PAGE TEXT:
Christy v. Pulliam

Scates, C. J.

The testator provided for the payments of his debts and funeral expenses out of his personalty and gave the remainder to his wife forever. He also devised to his wife the land upon which he lived, viz.: “ To have and to hold during her natural life the land that I now own and reside on, to occupy and use the said land in the same way as it would be lawful for her to do if the title were full and complete in her.” He further devised, at the death of his wife, two other tracts, a forty and a thirty-five acre tract, to certain nephews, by metes and bounds, (which by codicil he revoked as to them and gave to another nephew,) and then proceeded: “ and the land not included in the above bequeath, I give and bequeath to my dearly beloved wife, Lucy Ogle, to dispose of at her death to any person she may think best to live with her and take care of her.” The will was proved Sept. 21, 1846. On the 12th of June, 1854, Lucy Ogle executed a deed in fee of these lands to plaintiff. The court excluded this deed in evidence, and refused evidence of a tenancy of defendant under the grantor. Upon these rulings arise the questions before us.

The first clause recited devises a life estate in her of the homestead tract; the second does not devise the lands, but creates a general power of appointment in fee, without special or particular conditions or directions as to the time, mode .or manner of doing so, or restriction in appointing an estate less than a fee, or in executing it at different times, for different parts of the land, or quantum of interest. “To dispose of at her death,” might import a limitation as to time and the mode by will, were not the sense and intention of the testator so clearly manifested by the remainder of the sentence. But it is very clear that the object of the power was for the benefit of the devisee of it, to enable her, in her discretion, to make provision for her sustenance and comfort until her death, for which purpose the power enables her to dispose of the land “ to any person she may think best to live with her, and take care of her.” The literal reading would lead us to an absurd conclusion and make nonsense. The testator never contemplated such an idea as restricting the power to the time of her death, for it would then imply that the person receiving the land would have “ to live with her, and take care of her ” after he had received it, in order to return the consideration for it, in the “ care ” provided for. To avoid this absurdity, we must understand, under such a restriction of the power, that the purchaser under it, must bestow, in advance, during her life-time the “ care ” intended, which means, not only attentions, but moneys, maintenance, and all necessaries of life, and trust to her execution of the power in his behalf at her death; and should she fail, neglect or refuse its execution, it might be very questionable whether equity would interpose for his relief, by supplying a want of it in his behalf. 4 Kent Com. 339, 340, 341; 1 Coke Little. 113a, note (C. 2); Clinefelter et al. v. Ayres, 16 Ill. 329. We must therefore, seeing so plainly an intention by the power, to make provision for her maintenance according to her own discretion, give it full effect by forbearing such restrictions as might wholly defeat a purpose so grateful to the heart of a dying husband.

The same rules of construction govern contracts and wills, and are framed and adopted to ascertain the intention which is to govern. 1 Greenleaf Ev., Sec. 287 and notes, and Sec. 289 and notes.

EXERCISE INSTRUCTIONS:
a) In the court opinion, on what date did Lucy Ogle execute a deed of the lands to the plaintiff?
b) Please pick up the court opinion in Christy v. Pulliam at the point where its text stops, and continue it.
The data comes from a different source than the court opinion.

ITEMS:
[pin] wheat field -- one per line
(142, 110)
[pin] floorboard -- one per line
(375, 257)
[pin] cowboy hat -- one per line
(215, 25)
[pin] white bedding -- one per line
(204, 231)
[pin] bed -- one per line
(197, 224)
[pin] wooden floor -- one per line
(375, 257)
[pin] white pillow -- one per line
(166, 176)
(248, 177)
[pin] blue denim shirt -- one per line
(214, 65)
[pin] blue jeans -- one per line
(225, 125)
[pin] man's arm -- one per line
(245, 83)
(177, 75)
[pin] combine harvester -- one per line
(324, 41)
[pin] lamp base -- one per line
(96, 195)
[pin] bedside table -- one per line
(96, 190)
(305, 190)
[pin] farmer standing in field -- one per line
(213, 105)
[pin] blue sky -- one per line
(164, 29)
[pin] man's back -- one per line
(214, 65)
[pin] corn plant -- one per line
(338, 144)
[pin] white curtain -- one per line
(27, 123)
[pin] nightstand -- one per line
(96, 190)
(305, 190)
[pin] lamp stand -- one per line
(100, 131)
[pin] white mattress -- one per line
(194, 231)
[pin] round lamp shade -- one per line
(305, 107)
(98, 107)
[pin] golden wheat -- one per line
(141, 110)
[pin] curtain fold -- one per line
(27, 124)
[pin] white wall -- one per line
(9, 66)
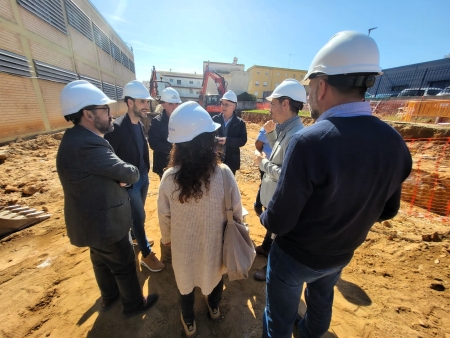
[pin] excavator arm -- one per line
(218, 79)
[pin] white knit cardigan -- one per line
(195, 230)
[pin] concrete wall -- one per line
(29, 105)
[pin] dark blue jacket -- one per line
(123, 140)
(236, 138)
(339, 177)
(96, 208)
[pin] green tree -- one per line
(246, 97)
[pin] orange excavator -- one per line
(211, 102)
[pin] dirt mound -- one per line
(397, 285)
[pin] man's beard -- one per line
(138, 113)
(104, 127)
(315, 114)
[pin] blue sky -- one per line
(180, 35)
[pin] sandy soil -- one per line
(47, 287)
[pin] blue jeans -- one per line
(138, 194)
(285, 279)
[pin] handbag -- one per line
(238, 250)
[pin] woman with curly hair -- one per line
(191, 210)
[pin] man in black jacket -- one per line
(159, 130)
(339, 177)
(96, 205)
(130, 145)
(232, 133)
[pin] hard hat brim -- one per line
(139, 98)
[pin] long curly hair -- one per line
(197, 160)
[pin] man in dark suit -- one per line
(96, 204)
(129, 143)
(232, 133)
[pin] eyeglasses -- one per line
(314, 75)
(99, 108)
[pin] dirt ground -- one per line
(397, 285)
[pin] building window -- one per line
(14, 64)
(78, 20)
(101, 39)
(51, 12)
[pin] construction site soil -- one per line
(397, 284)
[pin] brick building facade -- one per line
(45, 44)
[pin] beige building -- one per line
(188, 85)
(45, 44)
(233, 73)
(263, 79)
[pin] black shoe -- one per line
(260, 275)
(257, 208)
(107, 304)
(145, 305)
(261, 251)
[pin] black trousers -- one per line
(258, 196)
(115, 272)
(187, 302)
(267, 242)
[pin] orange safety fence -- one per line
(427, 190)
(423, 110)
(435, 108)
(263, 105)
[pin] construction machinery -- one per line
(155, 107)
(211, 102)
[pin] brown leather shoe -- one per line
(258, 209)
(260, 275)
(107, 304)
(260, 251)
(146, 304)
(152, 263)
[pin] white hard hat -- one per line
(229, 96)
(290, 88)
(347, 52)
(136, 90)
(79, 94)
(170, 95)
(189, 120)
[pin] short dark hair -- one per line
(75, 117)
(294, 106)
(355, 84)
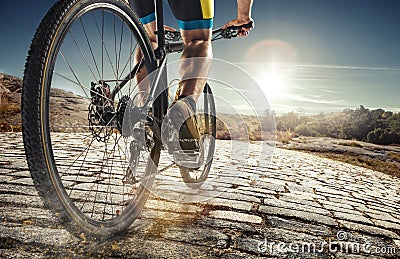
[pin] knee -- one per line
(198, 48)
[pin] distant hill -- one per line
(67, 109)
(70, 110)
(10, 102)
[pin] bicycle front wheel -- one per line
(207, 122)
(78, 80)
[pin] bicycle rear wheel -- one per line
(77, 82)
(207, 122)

---

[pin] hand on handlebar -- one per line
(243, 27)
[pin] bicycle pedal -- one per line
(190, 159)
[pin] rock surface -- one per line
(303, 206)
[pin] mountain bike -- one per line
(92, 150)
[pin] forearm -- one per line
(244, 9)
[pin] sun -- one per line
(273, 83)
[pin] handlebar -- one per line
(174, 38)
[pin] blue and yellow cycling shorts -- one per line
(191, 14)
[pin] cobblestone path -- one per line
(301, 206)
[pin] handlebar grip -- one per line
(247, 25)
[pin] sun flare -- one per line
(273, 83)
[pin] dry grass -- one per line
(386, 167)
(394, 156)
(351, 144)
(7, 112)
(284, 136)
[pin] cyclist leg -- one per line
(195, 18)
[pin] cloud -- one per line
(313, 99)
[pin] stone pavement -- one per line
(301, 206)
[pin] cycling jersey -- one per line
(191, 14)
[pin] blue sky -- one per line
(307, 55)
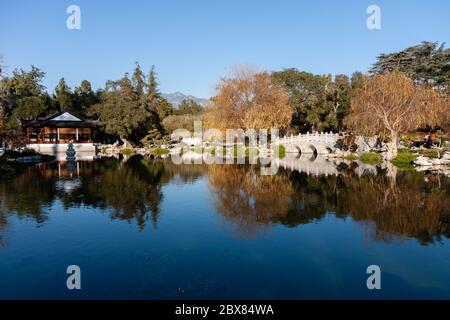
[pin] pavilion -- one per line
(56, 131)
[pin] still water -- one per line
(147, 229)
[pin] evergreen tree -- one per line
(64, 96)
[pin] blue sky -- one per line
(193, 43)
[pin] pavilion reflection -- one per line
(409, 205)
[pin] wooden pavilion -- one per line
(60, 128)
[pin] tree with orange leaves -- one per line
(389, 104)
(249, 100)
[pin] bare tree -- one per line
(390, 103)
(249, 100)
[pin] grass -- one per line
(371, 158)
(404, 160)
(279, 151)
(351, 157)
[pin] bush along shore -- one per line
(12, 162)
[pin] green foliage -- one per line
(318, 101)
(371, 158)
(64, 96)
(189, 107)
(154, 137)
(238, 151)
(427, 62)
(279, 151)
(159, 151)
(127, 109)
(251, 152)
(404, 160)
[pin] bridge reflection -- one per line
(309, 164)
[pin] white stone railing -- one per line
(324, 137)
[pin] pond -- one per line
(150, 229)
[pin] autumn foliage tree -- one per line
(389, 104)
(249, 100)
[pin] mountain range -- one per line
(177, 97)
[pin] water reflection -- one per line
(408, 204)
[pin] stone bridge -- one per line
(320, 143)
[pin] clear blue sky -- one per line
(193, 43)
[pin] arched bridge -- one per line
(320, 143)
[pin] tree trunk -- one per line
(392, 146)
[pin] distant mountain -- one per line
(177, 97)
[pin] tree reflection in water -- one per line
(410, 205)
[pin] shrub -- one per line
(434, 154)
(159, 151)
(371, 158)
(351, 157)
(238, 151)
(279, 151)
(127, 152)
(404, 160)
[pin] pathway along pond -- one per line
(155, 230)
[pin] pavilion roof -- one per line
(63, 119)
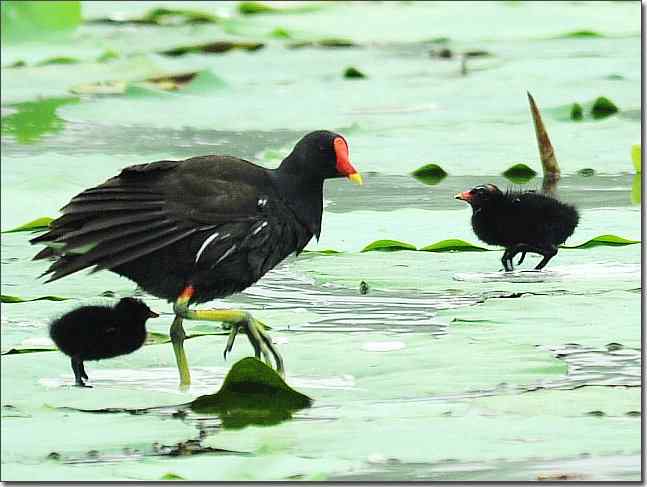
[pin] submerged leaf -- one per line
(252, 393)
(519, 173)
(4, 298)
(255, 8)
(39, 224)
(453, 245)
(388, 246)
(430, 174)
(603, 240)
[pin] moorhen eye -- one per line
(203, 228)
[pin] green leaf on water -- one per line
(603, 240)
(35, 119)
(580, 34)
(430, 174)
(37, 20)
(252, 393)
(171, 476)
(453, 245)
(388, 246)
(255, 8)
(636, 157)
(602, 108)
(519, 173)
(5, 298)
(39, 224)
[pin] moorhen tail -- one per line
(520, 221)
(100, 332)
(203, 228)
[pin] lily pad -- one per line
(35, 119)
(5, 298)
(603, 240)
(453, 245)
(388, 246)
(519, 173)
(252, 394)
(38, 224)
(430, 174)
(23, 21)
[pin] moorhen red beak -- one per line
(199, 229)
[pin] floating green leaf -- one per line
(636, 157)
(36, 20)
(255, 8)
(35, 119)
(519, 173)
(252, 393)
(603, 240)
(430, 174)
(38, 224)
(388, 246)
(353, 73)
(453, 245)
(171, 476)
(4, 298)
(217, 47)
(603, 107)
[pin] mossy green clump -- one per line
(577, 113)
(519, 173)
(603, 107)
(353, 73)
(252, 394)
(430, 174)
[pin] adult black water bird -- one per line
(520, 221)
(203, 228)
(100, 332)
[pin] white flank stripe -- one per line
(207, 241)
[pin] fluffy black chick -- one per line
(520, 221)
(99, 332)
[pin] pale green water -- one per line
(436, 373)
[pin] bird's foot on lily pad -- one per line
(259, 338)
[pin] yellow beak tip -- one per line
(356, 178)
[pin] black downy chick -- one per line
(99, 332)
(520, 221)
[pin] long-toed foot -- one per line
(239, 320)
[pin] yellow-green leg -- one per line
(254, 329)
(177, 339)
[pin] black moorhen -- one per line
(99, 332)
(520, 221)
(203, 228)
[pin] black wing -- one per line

RESPONSES FOR EACH TASK:
a) On June 12, 1854.

b)
When the mode of executing the power is not defined, it may be executed by deed or will, or other simple writing, if sufficient to convey the subject matter of it. 4 Kent Com. 330; Fairman v. Beal, 14 Ill. R. 244; 2 Hilliard on Real Prop. 559, Sec. 12; 1 Sugd. on Pow. 258, Sec. 3, clauses 9 and 13, (1 Law. Lib. p. 228.) And the power need not be referred to in the instrument executing it. 4 Kent Com. 334.

The manner of execution, here by deed, the time, and the quantity of estate, are all within the terms and intention of this will—4 Kent’s Com. 319—and we are, therefore, left to the inquiry of the grounds of its exclusion in evidence.

We remark, in the first place, that the exclusion of the evidence of a tenancy of defendant under the grantor, with the view of estopping him from denying title in plaintiff as her grantee, was proper; for while we recognize the law as correctly laid down on that subject, we think it has no application here, as will be apparent from the principles which govern a case like this.

It is not the case of an ordinary conveyance, nor like it in its effects; but the doctrine of powers has its peculiarities.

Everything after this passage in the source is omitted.